Try it: What is the count of lines in the records that include "below"? Reply with that number alone.

Image point grounding data
--- START ---

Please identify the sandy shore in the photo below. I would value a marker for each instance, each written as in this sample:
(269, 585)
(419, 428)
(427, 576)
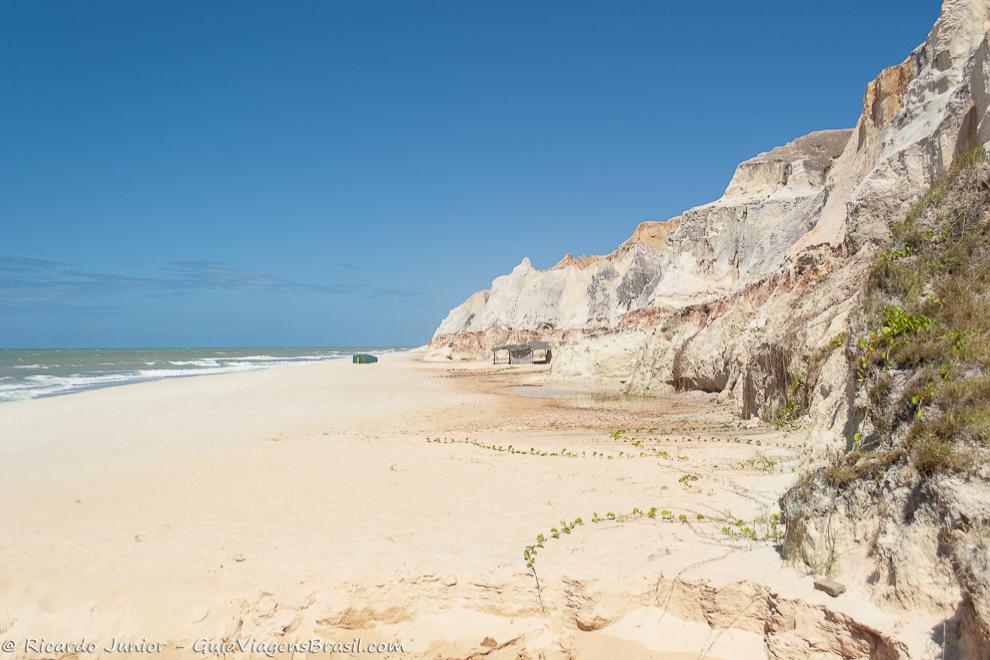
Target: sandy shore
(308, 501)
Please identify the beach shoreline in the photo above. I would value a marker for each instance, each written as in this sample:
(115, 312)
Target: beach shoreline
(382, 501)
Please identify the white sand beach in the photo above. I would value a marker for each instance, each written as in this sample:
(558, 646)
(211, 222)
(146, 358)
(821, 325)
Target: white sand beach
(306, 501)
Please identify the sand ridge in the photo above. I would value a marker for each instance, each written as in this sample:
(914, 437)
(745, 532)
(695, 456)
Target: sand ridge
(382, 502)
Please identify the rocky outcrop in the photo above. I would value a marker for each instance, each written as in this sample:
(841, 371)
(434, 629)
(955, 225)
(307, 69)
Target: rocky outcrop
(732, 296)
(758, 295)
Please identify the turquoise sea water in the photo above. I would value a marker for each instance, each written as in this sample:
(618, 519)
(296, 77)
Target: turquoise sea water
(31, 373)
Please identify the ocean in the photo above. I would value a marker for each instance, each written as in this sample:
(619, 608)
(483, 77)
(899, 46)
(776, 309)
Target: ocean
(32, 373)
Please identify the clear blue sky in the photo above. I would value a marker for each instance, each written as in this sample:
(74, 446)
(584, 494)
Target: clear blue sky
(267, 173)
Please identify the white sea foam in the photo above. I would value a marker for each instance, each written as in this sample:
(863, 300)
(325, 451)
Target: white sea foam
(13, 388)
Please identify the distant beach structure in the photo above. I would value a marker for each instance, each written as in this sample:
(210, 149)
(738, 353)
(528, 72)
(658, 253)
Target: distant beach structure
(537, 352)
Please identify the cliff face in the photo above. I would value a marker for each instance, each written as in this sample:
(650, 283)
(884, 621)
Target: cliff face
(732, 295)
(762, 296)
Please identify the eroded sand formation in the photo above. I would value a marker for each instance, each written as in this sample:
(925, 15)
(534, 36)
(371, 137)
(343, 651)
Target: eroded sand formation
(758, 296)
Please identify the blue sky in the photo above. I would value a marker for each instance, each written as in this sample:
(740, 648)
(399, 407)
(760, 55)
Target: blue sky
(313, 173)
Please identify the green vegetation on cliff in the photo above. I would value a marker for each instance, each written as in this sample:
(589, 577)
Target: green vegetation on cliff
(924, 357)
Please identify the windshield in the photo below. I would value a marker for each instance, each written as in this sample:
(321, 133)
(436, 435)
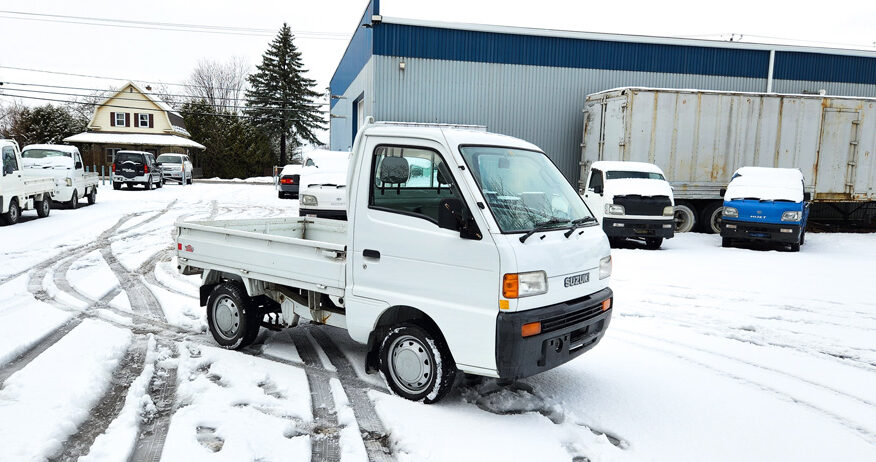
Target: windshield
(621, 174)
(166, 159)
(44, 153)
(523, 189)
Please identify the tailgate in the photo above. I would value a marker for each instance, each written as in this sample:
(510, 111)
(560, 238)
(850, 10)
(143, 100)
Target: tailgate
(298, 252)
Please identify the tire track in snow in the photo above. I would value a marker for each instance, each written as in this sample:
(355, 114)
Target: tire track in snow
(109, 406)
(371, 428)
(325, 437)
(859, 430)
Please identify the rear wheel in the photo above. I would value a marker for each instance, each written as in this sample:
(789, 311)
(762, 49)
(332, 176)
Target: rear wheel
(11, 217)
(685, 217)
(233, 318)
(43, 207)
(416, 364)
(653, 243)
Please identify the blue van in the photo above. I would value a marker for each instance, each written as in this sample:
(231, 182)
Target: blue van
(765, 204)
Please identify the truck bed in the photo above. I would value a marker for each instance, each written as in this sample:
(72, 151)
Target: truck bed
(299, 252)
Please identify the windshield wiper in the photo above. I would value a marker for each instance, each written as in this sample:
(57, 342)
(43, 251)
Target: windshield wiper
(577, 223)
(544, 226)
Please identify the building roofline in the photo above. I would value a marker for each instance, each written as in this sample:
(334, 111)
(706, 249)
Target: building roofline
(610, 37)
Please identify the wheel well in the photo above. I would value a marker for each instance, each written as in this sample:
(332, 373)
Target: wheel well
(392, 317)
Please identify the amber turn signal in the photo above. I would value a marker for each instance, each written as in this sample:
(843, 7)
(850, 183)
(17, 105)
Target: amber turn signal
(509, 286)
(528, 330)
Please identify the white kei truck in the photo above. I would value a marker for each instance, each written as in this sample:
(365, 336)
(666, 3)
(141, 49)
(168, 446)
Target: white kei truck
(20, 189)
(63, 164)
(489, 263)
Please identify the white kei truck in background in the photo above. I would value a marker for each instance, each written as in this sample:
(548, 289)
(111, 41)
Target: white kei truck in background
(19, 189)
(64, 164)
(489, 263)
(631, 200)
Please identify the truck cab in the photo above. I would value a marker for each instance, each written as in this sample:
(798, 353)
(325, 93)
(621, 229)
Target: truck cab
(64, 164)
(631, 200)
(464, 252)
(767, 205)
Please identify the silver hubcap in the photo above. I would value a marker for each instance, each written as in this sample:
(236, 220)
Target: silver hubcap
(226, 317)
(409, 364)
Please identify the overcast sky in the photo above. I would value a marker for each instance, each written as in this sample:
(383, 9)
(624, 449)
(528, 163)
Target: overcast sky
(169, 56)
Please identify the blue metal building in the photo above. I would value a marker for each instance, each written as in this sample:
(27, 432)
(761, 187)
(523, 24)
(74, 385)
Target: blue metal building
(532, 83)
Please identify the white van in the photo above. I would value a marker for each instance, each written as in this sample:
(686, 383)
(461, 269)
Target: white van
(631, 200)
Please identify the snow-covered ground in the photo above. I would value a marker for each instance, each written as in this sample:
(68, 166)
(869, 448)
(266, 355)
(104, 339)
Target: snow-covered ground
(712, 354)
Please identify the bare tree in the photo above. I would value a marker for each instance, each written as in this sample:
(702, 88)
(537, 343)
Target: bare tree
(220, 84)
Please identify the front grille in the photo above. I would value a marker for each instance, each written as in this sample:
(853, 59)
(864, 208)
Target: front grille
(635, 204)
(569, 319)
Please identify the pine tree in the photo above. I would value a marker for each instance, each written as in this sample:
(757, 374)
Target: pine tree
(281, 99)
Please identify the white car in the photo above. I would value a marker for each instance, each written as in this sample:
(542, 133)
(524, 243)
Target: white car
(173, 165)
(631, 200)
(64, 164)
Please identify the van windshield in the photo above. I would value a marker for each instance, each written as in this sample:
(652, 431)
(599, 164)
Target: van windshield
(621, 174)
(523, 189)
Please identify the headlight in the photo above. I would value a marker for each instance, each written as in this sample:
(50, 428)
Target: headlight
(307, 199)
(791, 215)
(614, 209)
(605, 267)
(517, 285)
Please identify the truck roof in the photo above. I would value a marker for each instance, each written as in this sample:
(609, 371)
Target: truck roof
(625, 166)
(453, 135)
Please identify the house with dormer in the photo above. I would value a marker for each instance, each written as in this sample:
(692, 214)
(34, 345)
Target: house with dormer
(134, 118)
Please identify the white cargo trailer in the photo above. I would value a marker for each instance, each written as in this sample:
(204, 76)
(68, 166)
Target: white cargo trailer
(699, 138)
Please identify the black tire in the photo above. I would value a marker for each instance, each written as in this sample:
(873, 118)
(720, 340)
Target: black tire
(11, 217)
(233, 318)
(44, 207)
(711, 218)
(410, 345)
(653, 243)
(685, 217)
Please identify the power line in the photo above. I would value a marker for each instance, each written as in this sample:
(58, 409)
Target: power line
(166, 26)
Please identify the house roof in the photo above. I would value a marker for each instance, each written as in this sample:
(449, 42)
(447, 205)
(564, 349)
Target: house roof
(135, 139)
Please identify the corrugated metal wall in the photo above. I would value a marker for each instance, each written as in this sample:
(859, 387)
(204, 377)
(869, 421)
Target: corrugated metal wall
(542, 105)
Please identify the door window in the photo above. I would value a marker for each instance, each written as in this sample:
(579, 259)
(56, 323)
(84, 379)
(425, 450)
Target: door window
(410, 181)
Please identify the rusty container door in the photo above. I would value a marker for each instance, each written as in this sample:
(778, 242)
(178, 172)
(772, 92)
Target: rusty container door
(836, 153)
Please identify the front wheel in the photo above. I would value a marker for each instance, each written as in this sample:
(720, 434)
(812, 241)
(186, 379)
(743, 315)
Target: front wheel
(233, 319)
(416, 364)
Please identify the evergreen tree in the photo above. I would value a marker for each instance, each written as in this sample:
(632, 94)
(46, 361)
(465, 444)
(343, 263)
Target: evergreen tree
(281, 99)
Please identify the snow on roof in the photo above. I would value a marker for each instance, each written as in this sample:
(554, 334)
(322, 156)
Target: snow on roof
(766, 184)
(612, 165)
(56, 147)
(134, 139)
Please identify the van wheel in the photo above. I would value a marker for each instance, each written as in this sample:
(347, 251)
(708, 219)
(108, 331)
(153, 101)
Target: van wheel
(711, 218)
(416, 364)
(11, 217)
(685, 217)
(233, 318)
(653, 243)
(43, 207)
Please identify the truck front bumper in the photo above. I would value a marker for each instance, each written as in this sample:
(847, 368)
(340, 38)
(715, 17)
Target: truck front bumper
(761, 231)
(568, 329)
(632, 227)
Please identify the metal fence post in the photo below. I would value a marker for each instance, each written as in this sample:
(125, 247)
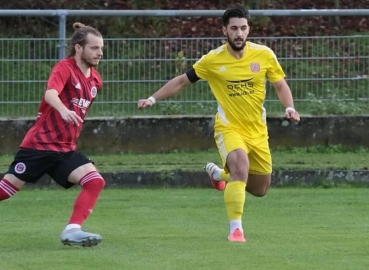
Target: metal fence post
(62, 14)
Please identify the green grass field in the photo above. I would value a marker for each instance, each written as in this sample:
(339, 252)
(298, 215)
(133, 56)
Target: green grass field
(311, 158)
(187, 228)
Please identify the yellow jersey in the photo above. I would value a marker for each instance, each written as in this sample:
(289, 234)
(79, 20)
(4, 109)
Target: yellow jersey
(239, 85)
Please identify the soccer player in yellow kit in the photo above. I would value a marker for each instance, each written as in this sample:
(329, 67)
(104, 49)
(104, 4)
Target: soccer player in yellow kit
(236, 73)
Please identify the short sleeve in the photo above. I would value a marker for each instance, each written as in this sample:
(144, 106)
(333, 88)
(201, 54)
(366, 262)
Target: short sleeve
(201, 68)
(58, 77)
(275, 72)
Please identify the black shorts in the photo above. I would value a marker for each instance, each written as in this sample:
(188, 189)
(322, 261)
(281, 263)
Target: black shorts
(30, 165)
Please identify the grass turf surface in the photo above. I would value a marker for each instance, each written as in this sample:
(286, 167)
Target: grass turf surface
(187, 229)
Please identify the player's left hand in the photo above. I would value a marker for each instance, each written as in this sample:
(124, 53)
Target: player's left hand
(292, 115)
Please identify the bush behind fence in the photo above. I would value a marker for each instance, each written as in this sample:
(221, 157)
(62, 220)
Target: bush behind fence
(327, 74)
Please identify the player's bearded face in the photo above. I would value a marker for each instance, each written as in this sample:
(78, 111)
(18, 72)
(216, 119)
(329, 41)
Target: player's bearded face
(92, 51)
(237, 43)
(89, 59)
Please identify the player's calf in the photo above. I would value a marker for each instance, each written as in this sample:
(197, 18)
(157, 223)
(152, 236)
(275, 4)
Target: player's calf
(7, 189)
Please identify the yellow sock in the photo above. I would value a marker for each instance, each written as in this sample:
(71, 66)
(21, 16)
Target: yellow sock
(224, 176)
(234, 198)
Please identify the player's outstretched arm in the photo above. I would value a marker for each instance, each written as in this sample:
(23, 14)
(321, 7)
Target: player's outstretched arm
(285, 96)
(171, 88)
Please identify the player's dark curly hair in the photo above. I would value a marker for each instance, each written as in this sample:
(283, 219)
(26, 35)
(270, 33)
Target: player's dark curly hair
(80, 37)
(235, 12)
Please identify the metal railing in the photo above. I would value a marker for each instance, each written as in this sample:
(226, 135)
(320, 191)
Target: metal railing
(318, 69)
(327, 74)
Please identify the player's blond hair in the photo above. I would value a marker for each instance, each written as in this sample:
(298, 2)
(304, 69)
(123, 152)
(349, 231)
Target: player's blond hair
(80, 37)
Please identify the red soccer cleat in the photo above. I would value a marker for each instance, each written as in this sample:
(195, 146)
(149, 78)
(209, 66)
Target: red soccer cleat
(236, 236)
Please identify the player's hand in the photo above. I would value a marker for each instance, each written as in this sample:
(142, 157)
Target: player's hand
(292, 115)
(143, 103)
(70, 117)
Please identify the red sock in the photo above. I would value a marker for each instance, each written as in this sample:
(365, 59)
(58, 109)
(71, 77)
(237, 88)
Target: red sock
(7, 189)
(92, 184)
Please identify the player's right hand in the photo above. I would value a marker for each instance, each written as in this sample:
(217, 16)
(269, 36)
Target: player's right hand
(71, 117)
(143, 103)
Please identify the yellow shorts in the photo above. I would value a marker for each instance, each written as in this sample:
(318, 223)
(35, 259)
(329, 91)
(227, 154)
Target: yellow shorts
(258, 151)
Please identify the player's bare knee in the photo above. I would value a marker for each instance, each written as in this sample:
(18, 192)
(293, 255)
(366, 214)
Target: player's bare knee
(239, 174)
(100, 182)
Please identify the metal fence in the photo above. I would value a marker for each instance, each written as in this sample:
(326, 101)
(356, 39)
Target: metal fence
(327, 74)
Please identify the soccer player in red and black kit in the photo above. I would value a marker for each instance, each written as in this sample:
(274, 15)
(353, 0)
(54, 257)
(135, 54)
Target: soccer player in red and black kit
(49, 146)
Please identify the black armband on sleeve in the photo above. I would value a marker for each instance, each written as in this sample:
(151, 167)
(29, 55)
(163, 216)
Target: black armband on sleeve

--- END ---

Final answer: 3